[Location annotation dataset excerpts]
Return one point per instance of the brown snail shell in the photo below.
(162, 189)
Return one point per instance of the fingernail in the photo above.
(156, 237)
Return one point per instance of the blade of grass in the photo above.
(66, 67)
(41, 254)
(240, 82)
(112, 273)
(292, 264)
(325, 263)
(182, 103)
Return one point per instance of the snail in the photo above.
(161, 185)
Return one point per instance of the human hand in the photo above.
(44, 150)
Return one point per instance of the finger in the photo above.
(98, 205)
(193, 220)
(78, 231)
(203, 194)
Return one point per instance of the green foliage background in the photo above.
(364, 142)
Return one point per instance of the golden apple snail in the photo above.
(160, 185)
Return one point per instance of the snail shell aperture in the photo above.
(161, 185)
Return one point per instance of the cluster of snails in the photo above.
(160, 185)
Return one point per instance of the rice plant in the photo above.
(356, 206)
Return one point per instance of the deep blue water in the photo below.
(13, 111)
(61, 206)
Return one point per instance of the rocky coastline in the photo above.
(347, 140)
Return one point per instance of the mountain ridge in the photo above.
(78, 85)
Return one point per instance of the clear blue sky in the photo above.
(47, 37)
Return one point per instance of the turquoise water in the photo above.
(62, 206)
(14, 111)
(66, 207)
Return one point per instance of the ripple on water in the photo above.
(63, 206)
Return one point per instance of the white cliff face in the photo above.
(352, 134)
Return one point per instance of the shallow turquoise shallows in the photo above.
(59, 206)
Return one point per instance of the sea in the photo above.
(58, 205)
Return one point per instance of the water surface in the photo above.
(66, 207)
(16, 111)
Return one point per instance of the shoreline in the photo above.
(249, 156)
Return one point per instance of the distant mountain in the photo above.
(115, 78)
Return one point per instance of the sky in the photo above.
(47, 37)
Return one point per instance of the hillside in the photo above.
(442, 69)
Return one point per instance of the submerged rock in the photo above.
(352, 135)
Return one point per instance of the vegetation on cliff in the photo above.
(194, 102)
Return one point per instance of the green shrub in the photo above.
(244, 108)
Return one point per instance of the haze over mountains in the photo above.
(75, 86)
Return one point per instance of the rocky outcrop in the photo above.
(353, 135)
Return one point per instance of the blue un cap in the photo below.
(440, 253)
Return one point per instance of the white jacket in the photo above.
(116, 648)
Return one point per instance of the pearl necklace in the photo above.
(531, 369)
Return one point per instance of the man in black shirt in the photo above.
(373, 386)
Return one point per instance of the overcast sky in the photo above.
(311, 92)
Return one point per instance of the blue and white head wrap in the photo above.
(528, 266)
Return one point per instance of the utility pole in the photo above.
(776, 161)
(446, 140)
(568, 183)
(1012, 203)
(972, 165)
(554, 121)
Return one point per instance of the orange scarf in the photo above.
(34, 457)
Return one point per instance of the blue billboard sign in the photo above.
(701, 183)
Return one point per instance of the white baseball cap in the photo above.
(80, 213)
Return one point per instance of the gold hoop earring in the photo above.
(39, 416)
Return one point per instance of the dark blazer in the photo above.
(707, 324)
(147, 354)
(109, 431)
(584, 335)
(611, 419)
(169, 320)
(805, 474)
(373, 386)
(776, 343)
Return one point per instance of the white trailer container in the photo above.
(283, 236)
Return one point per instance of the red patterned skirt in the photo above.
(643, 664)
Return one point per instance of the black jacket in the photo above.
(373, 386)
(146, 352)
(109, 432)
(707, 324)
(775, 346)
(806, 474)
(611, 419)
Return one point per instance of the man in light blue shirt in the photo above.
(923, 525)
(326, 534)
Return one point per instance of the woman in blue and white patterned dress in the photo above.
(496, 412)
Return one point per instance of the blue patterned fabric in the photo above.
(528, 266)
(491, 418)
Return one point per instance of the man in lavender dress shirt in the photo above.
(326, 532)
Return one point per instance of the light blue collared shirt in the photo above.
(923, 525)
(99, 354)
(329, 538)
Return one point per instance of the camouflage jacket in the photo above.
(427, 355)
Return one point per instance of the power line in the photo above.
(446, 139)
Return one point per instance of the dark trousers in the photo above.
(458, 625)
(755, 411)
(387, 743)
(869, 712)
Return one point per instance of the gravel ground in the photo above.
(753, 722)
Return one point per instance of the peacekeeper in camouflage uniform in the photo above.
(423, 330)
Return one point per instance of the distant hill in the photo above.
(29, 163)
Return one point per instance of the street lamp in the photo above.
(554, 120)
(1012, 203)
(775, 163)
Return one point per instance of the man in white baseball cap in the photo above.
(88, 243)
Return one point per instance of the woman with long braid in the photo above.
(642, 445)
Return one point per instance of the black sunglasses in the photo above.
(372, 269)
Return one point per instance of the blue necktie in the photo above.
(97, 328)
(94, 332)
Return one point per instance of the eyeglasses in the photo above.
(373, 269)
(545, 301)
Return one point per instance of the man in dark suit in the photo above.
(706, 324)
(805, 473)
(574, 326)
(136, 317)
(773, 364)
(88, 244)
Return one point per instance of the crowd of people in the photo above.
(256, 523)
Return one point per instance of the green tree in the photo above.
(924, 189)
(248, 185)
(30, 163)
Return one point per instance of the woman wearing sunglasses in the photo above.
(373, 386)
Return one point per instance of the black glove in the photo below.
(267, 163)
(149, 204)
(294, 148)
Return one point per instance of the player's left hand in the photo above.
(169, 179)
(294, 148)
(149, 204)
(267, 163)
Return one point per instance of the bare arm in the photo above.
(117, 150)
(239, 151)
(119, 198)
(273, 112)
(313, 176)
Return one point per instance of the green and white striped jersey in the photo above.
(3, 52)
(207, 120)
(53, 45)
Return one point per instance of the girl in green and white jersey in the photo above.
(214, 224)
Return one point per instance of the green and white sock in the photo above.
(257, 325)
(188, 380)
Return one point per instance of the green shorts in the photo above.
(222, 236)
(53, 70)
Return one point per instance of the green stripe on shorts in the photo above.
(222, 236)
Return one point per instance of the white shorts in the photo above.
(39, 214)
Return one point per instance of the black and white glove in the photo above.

## WORK INSTRUCTIONS
Give the material above again, word for word.

## ANSWER FOR THIS EXERCISE
Return one point per instance of the brown snail shell in the photo below.
(162, 189)
Return one point per instance of the fingernail in the photo above.
(156, 237)
Return one point per instance of the blade of grass in the photo above.
(66, 67)
(41, 254)
(240, 82)
(112, 273)
(292, 264)
(325, 263)
(182, 103)
Return one point per instance of the snail in the photo above.
(161, 185)
Return one point per instance of the human hand in the photo above.
(44, 150)
Return one point per instance of the finger in the photo above.
(98, 205)
(193, 220)
(78, 231)
(203, 194)
Return one point per instance of the green foliage background in the photo above.
(364, 142)
Return one point per instance of the golden apple snail in the photo above.
(160, 185)
Return one point per instance of the snail shell aperture in the photo above.
(161, 185)
Return one point per instance of the cluster of snails in the photo above.
(160, 185)
Return one point per instance of the rice plant in the photo above.
(356, 206)
Return one point per instance of the deep blue water in the photo below.
(13, 111)
(61, 206)
Return one point per instance of the rocky coastline in the photo above.
(347, 140)
Return one point per instance of the mountain ridge in the photo above.
(78, 85)
Return one point per instance of the clear blue sky in the photo above.
(47, 37)
Return one point per instance of the turquoise water in the photo above.
(62, 206)
(14, 111)
(66, 207)
Return one point per instance of the ripple on water in the photo above.
(63, 206)
Return one point per instance of the white cliff face in the photo above.
(352, 134)
Return one point per instance of the shallow turquoise shallows in the photo above.
(59, 206)
Return one point per instance of the sea in the photo above.
(58, 205)
Return one point per instance of the water surface in the photo above.
(66, 207)
(16, 111)
Return one point per instance of the shoreline in the photo above.
(249, 156)
Return one point per instance of the distant mountain in the photo above.
(115, 78)
Return one point per instance of the sky in the photo above.
(47, 37)
Return one point per instance of the hillside in the photo above.
(442, 69)
Return one point per instance of the submerged rock in the photo above.
(352, 135)
Return one point per instance of the vegetation on cliff in the photo above.
(194, 102)
Return one point per instance of the green shrub in the photo above.
(244, 108)
Return one point per instance of the haze over mountains in the photo above.
(75, 86)
Return one point per instance of the rocky outcrop in the photo above.
(353, 135)
Return one point per instance of the blue un cap in the photo below.
(440, 253)
Return one point per instance of the white jacket in the photo above.
(116, 648)
Return one point per instance of the pearl necklace in the photo above.
(531, 369)
Return one point per instance of the man in black shirt in the photo above.
(373, 386)
Return one point per instance of the overcast sky in the photo above.
(311, 92)
Return one point per instance of the blue and white head wrap in the photo above.
(528, 266)
Return one point per instance of the utility pole in the photo above.
(776, 161)
(446, 140)
(568, 183)
(1012, 203)
(972, 165)
(554, 121)
Return one point per instance of the orange scarf in the photo above.
(34, 457)
Return one point per instance of the blue billboard sign in the photo above.
(701, 183)
Return one point per instance of the white baseball cap in the photo above.
(80, 213)
Return one point per instance of the gold hoop earring in the photo above.
(39, 416)
Return one point per instance of the dark blazer in the photo above.
(707, 324)
(147, 354)
(109, 431)
(584, 335)
(611, 419)
(169, 320)
(805, 474)
(373, 386)
(776, 343)
Return one point per instance of the white trailer container in the photo above.
(283, 236)
Return one point per instance of the red patterned skirt in the photo above.
(643, 664)
Return one point per instance of the black jacket in the photo above.
(373, 386)
(146, 352)
(109, 432)
(707, 324)
(775, 346)
(806, 474)
(611, 419)
Return one point per instance of the man in light blue shirt in the photo above.
(923, 525)
(326, 534)
Return one point per instance of the woman in blue and white patterned dress in the photo above.
(496, 412)
Return one point per instance of the blue patterned fabric in the photo above.
(528, 266)
(491, 418)
Return one point per instance of the man in lavender dress shirt in the photo above.
(326, 532)
Return one point per instance of the light blue collared shirt in the photo above.
(923, 525)
(99, 354)
(329, 538)
Return one point per instance of the camouflage jacket in the photo above.
(427, 355)
Return one point per instance of the power line in the photo above.
(446, 139)
Return one point per instance of the dark trousers in the photo above.
(458, 625)
(755, 411)
(387, 743)
(869, 712)
Return one point per instance of the gravel ground in the photo above.
(753, 722)
Return one point per instance of the peacekeeper in camouflage uniform in the photo above.
(423, 330)
Return one point per instance of the distant hill in the photo above.
(29, 163)
Return one point per instance of the street lamp in the photo above.
(554, 120)
(1012, 203)
(775, 163)
Return one point per instance of the man in white baseball cap in the photo above.
(88, 243)
Return one point per instance of the woman with long braid in the photo above.
(642, 445)
Return one point per instance of the black sunglasses in the photo above.
(372, 269)
Return one point per instance of the blue necktie in the photo above.
(97, 328)
(94, 332)
Return one point per instance of the eyeglasses in the photo above.
(373, 269)
(545, 301)
Return one point per instance of the man in dark suit in the photo above.
(706, 324)
(805, 473)
(574, 326)
(136, 317)
(773, 364)
(88, 244)
Return one point per instance of the crowd of people in the photo above.
(256, 523)
Return one point per instance of the green tree in the photo above.
(924, 189)
(248, 185)
(30, 163)
Return one point per instance of the woman wearing sunglasses in the photo above.
(373, 386)
Return one point per instance of the black glove in the photo below.
(267, 163)
(149, 204)
(294, 148)
Return one point per instance of the player's left hand in the photo above.
(169, 179)
(294, 148)
(149, 204)
(267, 163)
Return one point per instance of the bare arm in the photo above.
(117, 150)
(239, 151)
(119, 198)
(273, 112)
(313, 176)
Return one point per instance of the green and white striped jersey in the photo above.
(3, 52)
(207, 120)
(53, 45)
Return one point per instance of the girl in green and white jersey in the photo above.
(214, 224)
Return one point per instance of the green and white sock in the photo above.
(257, 325)
(188, 380)
Return one point per instance of the green shorts in the photo above.
(222, 236)
(53, 70)
Return one point per instance of the green stripe on shorts in the photo above.
(222, 236)
Return one point per instance of the white shorts in the photo above.
(39, 214)
Return one point per instance of the black and white glove in the photo above.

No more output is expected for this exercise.